(Excerpts of pointing data)
☆ ☆ ☆ ☆

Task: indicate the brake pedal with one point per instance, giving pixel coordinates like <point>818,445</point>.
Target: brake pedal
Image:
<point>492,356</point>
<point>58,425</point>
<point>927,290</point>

☆ ☆ ☆ ☆

Rewrite the material above with "brake pedal" changed to "foot pedal" wherever it occurs, keeping every other part the same.

Task: indicate the foot pedal with one point per instance, giving pixel coordinates like <point>818,445</point>.
Target: foot pedal
Image:
<point>492,356</point>
<point>58,425</point>
<point>927,290</point>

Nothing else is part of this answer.